**Exercise prompt:** Return each line of the records below in which the string "walking" turns up.

┌─ Data to examine

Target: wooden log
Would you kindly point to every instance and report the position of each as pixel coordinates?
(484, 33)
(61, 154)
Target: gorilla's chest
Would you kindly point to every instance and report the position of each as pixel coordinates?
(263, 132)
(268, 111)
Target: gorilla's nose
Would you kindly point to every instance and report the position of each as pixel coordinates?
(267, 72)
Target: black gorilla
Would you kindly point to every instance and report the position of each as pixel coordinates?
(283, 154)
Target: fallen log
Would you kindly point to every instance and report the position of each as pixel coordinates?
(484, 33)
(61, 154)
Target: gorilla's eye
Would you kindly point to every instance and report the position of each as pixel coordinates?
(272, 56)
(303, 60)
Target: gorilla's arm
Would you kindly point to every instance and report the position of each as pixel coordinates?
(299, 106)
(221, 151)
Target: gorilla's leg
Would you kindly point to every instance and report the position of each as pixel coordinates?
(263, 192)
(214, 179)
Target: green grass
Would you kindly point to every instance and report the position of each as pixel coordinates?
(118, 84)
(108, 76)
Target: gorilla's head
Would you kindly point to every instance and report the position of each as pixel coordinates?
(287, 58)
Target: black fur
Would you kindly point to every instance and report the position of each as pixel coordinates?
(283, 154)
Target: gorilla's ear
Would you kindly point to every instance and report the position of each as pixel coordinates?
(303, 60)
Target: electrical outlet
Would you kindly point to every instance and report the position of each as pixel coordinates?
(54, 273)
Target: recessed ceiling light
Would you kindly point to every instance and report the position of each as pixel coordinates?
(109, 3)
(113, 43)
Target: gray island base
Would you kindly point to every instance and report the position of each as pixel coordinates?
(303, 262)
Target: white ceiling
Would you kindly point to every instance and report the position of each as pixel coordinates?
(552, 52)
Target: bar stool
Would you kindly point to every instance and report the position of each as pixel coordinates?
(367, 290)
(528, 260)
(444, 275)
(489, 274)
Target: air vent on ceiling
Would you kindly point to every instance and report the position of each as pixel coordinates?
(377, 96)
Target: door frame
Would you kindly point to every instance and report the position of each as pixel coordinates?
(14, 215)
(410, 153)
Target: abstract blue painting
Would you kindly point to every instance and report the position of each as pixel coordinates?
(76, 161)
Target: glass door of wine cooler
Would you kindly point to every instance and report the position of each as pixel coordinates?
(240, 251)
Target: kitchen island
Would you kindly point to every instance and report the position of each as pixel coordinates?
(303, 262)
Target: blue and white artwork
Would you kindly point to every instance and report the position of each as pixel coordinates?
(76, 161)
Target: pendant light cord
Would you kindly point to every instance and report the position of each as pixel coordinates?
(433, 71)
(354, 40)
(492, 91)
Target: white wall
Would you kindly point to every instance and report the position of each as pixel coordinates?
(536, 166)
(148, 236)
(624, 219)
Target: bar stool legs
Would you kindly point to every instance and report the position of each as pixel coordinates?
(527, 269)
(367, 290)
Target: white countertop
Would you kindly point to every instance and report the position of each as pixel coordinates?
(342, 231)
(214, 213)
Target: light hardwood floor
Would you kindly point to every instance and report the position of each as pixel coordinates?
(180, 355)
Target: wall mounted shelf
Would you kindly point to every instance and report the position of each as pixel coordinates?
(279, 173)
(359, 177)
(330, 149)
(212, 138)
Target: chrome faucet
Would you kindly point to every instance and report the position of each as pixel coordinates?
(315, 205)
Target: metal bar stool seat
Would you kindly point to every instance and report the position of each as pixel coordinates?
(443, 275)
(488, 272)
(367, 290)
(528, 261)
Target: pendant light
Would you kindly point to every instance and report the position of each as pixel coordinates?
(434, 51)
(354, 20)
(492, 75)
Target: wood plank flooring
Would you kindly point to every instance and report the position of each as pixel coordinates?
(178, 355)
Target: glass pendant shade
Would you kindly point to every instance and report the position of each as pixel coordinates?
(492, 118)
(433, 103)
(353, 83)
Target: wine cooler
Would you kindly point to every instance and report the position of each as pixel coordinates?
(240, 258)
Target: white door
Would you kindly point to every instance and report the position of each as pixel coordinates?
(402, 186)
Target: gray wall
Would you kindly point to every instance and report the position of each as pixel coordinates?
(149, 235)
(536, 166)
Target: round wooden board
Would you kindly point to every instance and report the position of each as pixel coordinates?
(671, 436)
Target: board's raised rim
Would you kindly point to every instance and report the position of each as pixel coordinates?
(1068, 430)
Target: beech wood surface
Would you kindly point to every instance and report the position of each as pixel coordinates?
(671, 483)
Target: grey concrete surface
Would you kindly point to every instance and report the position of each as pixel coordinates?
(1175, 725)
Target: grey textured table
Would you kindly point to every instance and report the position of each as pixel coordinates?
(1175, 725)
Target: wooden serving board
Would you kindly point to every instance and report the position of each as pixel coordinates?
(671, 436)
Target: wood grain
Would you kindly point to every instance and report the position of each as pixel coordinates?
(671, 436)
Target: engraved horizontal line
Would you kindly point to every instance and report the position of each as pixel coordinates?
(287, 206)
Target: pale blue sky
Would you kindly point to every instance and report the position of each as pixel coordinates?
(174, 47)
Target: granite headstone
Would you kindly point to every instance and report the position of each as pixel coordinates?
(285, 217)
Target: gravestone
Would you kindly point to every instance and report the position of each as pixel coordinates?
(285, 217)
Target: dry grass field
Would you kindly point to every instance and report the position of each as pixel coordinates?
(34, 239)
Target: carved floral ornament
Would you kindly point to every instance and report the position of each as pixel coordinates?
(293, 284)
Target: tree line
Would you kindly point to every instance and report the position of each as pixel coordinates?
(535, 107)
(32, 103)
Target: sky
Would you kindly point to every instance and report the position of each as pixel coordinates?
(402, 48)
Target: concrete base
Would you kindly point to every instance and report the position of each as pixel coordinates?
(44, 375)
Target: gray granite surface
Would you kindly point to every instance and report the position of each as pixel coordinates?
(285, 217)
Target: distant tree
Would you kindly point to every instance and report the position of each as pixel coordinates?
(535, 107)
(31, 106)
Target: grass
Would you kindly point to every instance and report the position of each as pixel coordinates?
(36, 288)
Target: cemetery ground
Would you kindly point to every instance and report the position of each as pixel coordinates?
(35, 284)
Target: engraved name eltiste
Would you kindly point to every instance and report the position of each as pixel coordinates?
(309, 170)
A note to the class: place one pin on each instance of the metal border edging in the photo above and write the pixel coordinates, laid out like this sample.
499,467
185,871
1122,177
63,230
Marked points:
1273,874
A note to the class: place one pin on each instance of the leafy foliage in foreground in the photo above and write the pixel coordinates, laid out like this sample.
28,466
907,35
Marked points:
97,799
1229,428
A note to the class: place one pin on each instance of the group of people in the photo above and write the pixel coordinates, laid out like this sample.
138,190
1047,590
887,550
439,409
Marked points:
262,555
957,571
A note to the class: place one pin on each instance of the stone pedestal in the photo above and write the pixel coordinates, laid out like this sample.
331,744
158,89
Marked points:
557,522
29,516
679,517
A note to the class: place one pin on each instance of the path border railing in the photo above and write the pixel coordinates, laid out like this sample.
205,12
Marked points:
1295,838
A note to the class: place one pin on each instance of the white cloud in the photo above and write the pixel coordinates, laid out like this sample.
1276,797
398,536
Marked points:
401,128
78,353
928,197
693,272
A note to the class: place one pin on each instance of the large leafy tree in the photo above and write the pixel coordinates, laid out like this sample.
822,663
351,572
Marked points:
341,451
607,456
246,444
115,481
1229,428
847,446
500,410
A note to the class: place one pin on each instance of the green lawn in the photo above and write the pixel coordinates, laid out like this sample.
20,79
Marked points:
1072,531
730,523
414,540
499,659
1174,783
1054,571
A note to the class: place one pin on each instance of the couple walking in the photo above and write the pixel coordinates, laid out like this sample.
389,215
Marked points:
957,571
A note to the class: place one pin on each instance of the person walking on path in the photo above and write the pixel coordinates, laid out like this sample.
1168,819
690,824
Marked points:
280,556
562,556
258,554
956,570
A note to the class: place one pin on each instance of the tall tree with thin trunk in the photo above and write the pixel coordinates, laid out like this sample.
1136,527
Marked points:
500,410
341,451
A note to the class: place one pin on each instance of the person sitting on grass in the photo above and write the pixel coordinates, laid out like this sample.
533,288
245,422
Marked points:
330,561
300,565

└─

**Reply:**
A note to the class: place one pin on each instance of the couple walking in the photo above and write the pixel coordinates, laid out like this sample.
A note to the class: place one pin on each instance of the person walking on path in the photo above and write the pixel coordinates, laid out like this sample.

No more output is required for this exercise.